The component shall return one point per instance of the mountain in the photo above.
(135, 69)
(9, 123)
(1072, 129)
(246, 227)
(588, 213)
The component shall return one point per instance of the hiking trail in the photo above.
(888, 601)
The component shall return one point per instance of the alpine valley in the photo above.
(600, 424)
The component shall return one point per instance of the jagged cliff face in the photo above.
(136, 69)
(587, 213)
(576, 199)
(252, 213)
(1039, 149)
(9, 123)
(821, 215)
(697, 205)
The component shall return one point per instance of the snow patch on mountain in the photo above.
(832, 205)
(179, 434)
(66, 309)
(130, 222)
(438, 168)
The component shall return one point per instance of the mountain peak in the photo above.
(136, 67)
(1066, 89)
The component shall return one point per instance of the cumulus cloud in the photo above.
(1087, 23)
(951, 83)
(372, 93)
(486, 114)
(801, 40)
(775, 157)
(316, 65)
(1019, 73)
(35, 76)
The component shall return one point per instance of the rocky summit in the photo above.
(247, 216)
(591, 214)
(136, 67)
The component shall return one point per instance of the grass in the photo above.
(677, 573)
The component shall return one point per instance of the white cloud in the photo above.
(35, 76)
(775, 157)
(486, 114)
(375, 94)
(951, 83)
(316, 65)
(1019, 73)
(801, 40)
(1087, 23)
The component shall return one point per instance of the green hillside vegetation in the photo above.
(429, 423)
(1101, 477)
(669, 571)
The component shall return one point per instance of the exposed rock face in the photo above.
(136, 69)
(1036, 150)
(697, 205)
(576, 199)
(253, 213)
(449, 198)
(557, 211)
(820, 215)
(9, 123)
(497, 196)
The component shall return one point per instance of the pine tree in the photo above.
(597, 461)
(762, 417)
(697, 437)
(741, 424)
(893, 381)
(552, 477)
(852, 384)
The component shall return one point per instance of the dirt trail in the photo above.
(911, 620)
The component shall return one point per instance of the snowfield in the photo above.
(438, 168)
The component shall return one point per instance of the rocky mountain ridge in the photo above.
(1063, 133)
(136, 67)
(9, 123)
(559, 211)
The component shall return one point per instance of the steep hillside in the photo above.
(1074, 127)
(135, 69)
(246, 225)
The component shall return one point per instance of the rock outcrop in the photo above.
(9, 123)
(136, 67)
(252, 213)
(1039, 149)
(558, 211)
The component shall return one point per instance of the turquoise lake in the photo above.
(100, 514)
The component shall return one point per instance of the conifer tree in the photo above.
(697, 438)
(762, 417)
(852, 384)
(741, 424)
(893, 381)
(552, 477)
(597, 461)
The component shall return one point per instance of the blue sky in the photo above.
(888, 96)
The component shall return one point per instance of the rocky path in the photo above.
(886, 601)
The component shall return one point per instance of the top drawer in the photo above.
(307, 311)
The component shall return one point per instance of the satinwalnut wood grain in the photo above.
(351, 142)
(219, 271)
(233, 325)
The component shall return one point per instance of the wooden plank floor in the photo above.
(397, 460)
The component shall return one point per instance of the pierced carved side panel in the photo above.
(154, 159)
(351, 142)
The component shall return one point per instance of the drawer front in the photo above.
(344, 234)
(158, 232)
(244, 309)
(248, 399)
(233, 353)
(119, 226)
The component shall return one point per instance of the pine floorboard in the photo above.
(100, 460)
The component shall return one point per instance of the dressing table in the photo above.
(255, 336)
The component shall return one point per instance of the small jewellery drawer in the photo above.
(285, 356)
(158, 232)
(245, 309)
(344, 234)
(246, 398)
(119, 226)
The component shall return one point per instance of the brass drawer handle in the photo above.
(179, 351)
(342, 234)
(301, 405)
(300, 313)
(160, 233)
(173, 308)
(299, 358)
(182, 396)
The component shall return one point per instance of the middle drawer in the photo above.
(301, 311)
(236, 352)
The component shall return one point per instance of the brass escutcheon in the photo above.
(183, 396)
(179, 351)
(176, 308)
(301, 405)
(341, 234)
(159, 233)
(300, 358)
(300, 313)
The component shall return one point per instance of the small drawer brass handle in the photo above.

★ ★ ★

● YOUR GOAL
Now write the data shown above out again, word for word.

● ANSWER TO THE PROBLEM
The component shall return one point per instance of the mountain in the photo above.
(135, 69)
(9, 123)
(1072, 129)
(246, 227)
(588, 213)
The component shall return one point per instance of the hiking trail in the photo above.
(888, 601)
The component shall return one point per instance of the alpine valley in the photo above.
(600, 424)
The component shall return one point per instance of the jagged cliff face in the photo above.
(136, 69)
(587, 213)
(576, 199)
(252, 213)
(1039, 149)
(9, 123)
(821, 215)
(697, 205)
The component shall return one point per instance of the snow patch on mountain in the photo above.
(832, 205)
(179, 434)
(66, 309)
(130, 222)
(438, 168)
The component shall return one point per instance of the mountain peak in the photo above.
(136, 67)
(1066, 89)
The component shall return one point per instance of the cumulus cloud in the photo above.
(1087, 23)
(951, 83)
(372, 93)
(486, 114)
(801, 40)
(775, 157)
(316, 65)
(1019, 73)
(35, 76)
The component shall return one point per instance of the rocky summit in the photo above.
(247, 216)
(591, 214)
(136, 67)
The component shall return one point per instance of the grass in the photo above.
(677, 573)
The component shall return one point per instance of the white cloud in the photo above.
(35, 76)
(775, 157)
(486, 114)
(375, 94)
(951, 83)
(316, 65)
(1019, 73)
(801, 40)
(1087, 23)
The component shall return one point per instance of the green hillside vegetation in the photo above.
(429, 423)
(1101, 477)
(669, 571)
The component shall return one point per instance of the exposed rock face in the photo above.
(136, 69)
(1036, 150)
(697, 205)
(576, 199)
(253, 213)
(449, 198)
(557, 211)
(820, 215)
(9, 123)
(497, 196)
The component shall return one point per instance of the pine tree in the photo above.
(597, 461)
(762, 417)
(697, 437)
(741, 424)
(893, 381)
(552, 477)
(852, 384)
The component shall return one point per instance of the dirt trail in the photo above.
(911, 620)
The component shall return one point per instance of the snowfield in the photo above.
(438, 168)
The component shall return one point per instance of the rocky mountain ridge in the photo above.
(1063, 133)
(136, 67)
(9, 123)
(559, 211)
The component shall return one point per instance of the steep hillside in the photo above.
(1074, 127)
(135, 69)
(246, 225)
The component shall return one point per instance of the rock outcrop in the photo above.
(9, 123)
(136, 67)
(252, 213)
(1039, 149)
(558, 211)
The component shall return one point per instance of the turquoise lake in the photo above.
(100, 514)
The component shall return one point per instance of the conifer tree in the photo above.
(697, 438)
(762, 417)
(852, 384)
(741, 424)
(893, 381)
(552, 477)
(597, 461)
The component shall return one point per instance of the blue sky in the photo above.
(888, 96)
The component shall return one point per instance of the rocky path in the photo above.
(886, 601)
The component shall return one point per instance of the top drawer in the photo above.
(307, 311)
The component shall return one point per instance of the satinwalnut wood grain in the photo above.
(351, 142)
(219, 271)
(233, 325)
The component shall return one point per instance of the wooden plank floor in the photo above.
(397, 460)
The component shall return one point per instance of the pierced carved side panel in the photo above.
(154, 159)
(351, 142)
The component shall return one point per instance of the drawer front in the photo above.
(344, 234)
(158, 232)
(244, 309)
(248, 399)
(233, 353)
(119, 226)
The component shall return one point per instance of the pine floorboard in the photo above.
(100, 460)
The component shall return one point per instance of the dressing table in the photo above.
(255, 336)
The component shall return one point per instance of the small jewellery drawer in the photo above.
(285, 356)
(158, 232)
(245, 309)
(344, 234)
(246, 398)
(119, 226)
The component shall return one point per instance of the brass drawer handle in the photo above.
(179, 351)
(342, 234)
(301, 405)
(300, 313)
(160, 233)
(173, 308)
(299, 358)
(182, 396)
The component shall return one point per instance of the middle drawer in the photo above.
(301, 311)
(236, 352)
The component shall return one point per instance of the brass escutcheon in the photo above.
(183, 396)
(179, 351)
(176, 308)
(301, 405)
(341, 234)
(159, 233)
(300, 358)
(300, 313)
The component shall return one point per instance of the small drawer brass handle in the photo above.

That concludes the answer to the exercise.